From 6b5fbcfa6437e16984953d6b3caa3561146e1971 Mon Sep 17 00:00:00 2001
From: Richard Biener <rguenther@suse.de>
Date: Thu, 1 Oct 2020 10:44:27 +0200
Subject: [PATCH 2/3] make use of CALL_FROM_NEW_OR_DELETE_P
To: gcc-patches@gcc.gnu.org

This fixes points-to analysis and DCE to only consider new/delete
operator calls from new or delete expressions and not direct calls.

2020-10-01  Richard Biener  <rguenther@suse.de>

	* gimple.h (GF_CALL_FROM_NEW_OR_DELETE): New call flag.
	(gimple_call_set_from_new_or_delete): New.
	(gimple_call_from_new_or_delete): Likewise.
	* gimple.c (gimple_build_call_from_tree): Set
	GF_CALL_FROM_NEW_OR_DELETE appropriately.
	* ipa-icf-gimple.c (func_checker::compare_gimple_call):
	Compare gimple_call_from_new_or_delete.
	* tree-ssa-dce.c (mark_all_reaching_defs_necessary_1): Make
	sure to only consider new/delete calls from new or delete
	expressions.
	(propagate_necessity): Likewise.
	(eliminate_unnecessary_stmts): Likewise.
	* tree-ssa-structalias.c (find_func_aliases_for_call):
	Likewise.

	* g++.dg/tree-ssa/pta-delete-1.C: New testcase.

### Task requirements:
1. Format every line of the records below as a Markdown table with the columns "No." and "Line," leaving out blank lines.
2. Resume the patch message about CALL_FROM_NEW_OR_DELETE_P from the point at which it stops.

[A run of records]
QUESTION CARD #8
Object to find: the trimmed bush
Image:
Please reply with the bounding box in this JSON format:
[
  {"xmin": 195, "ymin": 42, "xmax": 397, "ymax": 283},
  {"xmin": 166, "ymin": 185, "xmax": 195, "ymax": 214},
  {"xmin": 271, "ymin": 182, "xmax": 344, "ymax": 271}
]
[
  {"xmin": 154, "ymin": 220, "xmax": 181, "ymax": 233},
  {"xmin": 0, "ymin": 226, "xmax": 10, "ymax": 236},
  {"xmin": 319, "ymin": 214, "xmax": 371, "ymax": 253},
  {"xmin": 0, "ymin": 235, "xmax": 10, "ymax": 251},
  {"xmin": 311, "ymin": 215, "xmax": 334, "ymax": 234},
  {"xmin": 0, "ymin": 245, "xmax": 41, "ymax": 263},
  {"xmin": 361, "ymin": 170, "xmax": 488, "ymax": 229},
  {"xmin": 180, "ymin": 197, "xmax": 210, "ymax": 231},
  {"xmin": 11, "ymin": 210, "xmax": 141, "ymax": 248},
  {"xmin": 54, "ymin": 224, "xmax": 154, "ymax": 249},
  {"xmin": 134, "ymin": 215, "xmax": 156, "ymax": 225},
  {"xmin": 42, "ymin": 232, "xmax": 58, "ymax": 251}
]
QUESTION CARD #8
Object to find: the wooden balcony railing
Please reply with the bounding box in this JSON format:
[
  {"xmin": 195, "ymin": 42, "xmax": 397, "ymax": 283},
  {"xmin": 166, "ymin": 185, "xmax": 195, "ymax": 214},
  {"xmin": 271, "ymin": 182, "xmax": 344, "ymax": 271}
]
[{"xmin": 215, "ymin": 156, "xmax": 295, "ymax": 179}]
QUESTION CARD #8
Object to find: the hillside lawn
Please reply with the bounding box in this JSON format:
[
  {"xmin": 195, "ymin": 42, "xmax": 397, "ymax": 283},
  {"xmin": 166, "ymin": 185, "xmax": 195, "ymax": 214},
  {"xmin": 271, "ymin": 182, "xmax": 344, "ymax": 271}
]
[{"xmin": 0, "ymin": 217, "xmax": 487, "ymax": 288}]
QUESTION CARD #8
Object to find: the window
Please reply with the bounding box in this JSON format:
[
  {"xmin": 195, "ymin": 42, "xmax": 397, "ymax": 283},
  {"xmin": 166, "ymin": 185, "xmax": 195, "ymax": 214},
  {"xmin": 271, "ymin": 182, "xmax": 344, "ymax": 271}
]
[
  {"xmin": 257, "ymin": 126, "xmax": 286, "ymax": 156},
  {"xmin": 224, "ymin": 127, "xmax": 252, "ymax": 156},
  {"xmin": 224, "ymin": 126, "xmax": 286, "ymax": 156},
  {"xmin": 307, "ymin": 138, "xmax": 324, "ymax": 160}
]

### Per-task outputs:
1.
| No. | Line |
|---|---|
| 1 | QUESTION CARD #8 |
| 2 | Object to find: the trimmed bush |
| 3 | Image: |
| 4 | Please reply with the bounding box in this JSON format: |
| 5 | [ |
| 6 |   {"xmin": 195, "ymin": 42, "xmax": 397, "ymax": 283}, |
| 7 |   {"xmin": 166, "ymin": 185, "xmax": 195, "ymax": 214}, |
| 8 |   {"xmin": 271, "ymin": 182, "xmax": 344, "ymax": 271} |
| 9 | ] |
| 10 | [ |
| 11 |   {"xmin": 154, "ymin": 220, "xmax": 181, "ymax": 233}, |
| 12 |   {"xmin": 0, "ymin": 226, "xmax": 10, "ymax": 236}, |
| 13 |   {"xmin": 319, "ymin": 214, "xmax": 371, "ymax": 253}, |
| 14 |   {"xmin": 0, "ymin": 235, "xmax": 10, "ymax": 251}, |
| 15 |   {"xmin": 311, "ymin": 215, "xmax": 334, "ymax": 234}, |
| 16 |   {"xmin": 0, "ymin": 245, "xmax": 41, "ymax": 263}, |
| 17 |   {"xmin": 361, "ymin": 170, "xmax": 488, "ymax": 229}, |
| 18 |   {"xmin": 180, "ymin": 197, "xmax": 210, "ymax": 231}, |
| 19 |   {"xmin": 11, "ymin": 210, "xmax": 141, "ymax": 248}, |
| 20 |   {"xmin": 54, "ymin": 224, "xmax": 154, "ymax": 249}, |
| 21 |   {"xmin": 134, "ymin": 215, "xmax": 156, "ymax": 225}, |
| 22 |   {"xmin": 42, "ymin": 232, "xmax": 58, "ymax": 251} |
| 23 | ] |
| 24 | QUESTION CARD #8 |
| 25 | Object to find: the wooden balcony railing |
| 26 | Please reply with the bounding box in this JSON format: |
| 27 | [ |
| 28 |   {"xmin": 195, "ymin": 42, "xmax": 397, "ymax": 283}, |
| 29 |   {"xmin": 166, "ymin": 185, "xmax": 195, "ymax": 214}, |
| 30 |   {"xmin": 271, "ymin": 182, "xmax": 344, "ymax": 271} |
| 31 | ] |
| 32 | [{"xmin": 215, "ymin": 156, "xmax": 295, "ymax": 179}] |
| 33 | QUESTION CARD #8 |
| 34 | Object to find: the hillside lawn |
| 35 | Please reply with the bounding box in this JSON format: |
| 36 | [ |
| 37 |   {"xmin": 195, "ymin": 42, "xmax": 397, "ymax": 283}, |
| 38 |   {"xmin": 166, "ymin": 185, "xmax": 195, "ymax": 214}, |
| 39 |   {"xmin": 271, "ymin": 182, "xmax": 344, "ymax": 271} |
| 40 | ] |
| 41 | [{"xmin": 0, "ymin": 217, "xmax": 487, "ymax": 288}] |
| 42 | QUESTION CARD #8 |
| 43 | Object to find: the window |
| 44 | Please reply with the bounding box in this JSON format: |
| 45 | [ |
| 46 |   {"xmin": 195, "ymin": 42, "xmax": 397, "ymax": 283}, |
| 47 |   {"xmin": 166, "ymin": 185, "xmax": 195, "ymax": 214}, |
| 48 |   {"xmin": 271, "ymin": 182, "xmax": 344, "ymax": 271} |
| 49 | ] |
| 50 | [ |
| 51 |   {"xmin": 257, "ymin": 126, "xmax": 286, "ymax": 156}, |
| 52 |   {"xmin": 224, "ymin": 127, "xmax": 252, "ymax": 156}, |
| 53 |   {"xmin": 224, "ymin": 126, "xmax": 286, "ymax": 156}, |
| 54 |   {"xmin": 307, "ymin": 138, "xmax": 324, "ymax": 160} |
| 55 | ] |

2.
---
 gcc/gimple.c                                 |  4 +++
 gcc/gimple.h                                 | 24 +++++++++++++++
 gcc/ipa-icf-gimple.c                         |  1 +
 gcc/testsuite/g++.dg/tree-ssa/pta-delete-1.C | 24 +++++++++++++++
 gcc/tree-ssa-dce.c                           | 31 ++++++++++++--------
 gcc/tree-ssa-structalias.c                   |  8 ++++-
 6 files changed, 78 insertions(+), 14 deletions(-)
 create mode 100644 gcc/testsuite/g++.dg/tree-ssa/pta-delete-1.C

diff --git a/gcc/gimple.c b/gcc/gimple.c
index fd4e0fac0d4..f07ddab7953 100644
--- a/gcc/gimple.c
+++ b/gcc/gimple.c
@@ -387,6 +387,10 @@ gimple_build_call_from_tree (tree t, tree fnptrtype)
       && fndecl_built_in_p (fndecl, BUILT_IN_NORMAL)
       && ALLOCA_FUNCTION_CODE_P (DECL_FUNCTION_CODE (fndecl)))
     gimple_call_set_alloca_for_var (call, CALL_ALLOCA_FOR_VAR_P (t));
+  else if (fndecl
+	   && (DECL_IS_OPERATOR_NEW_P (fndecl)
+	       || DECL_IS_OPERATOR_DELETE_P (fndecl)))
+    gimple_call_set_from_new_or_delete (call, CALL_FROM_NEW_OR_DELETE_P (t));
   else
     gimple_call_set_from_thunk (call, CALL_FROM_THUNK_P (t));
   gimple_call_set_va_arg_pack (call, CALL_EXPR_VA_ARG_PACK (t));
diff --git a/gcc/gimple.h b/gcc/gimple.h
index 6cc7e66059d..108ae846849 100644
--- a/gcc/gimple.h
+++ b/gcc/gimple.h
@@ -149,6 +149,7 @@ enum gf_mask {
     GF_CALL_MUST_TAIL_CALL	= 1 << 9,
     GF_CALL_BY_DESCRIPTOR	= 1 << 10,
     GF_CALL_NOCF_CHECK		= 1 << 11,
+    GF_CALL_FROM_NEW_OR_DELETE	= 1 << 12,
     GF_OMP_PARALLEL_COMBINED	= 1 << 0,
     GF_OMP_TASK_TASKLOOP	= 1 << 0,
     GF_OMP_TASK_TASKWAIT	= 1 << 1,
@@ -3387,6 +3388,29 @@ gimple_call_from_thunk_p (gcall *s)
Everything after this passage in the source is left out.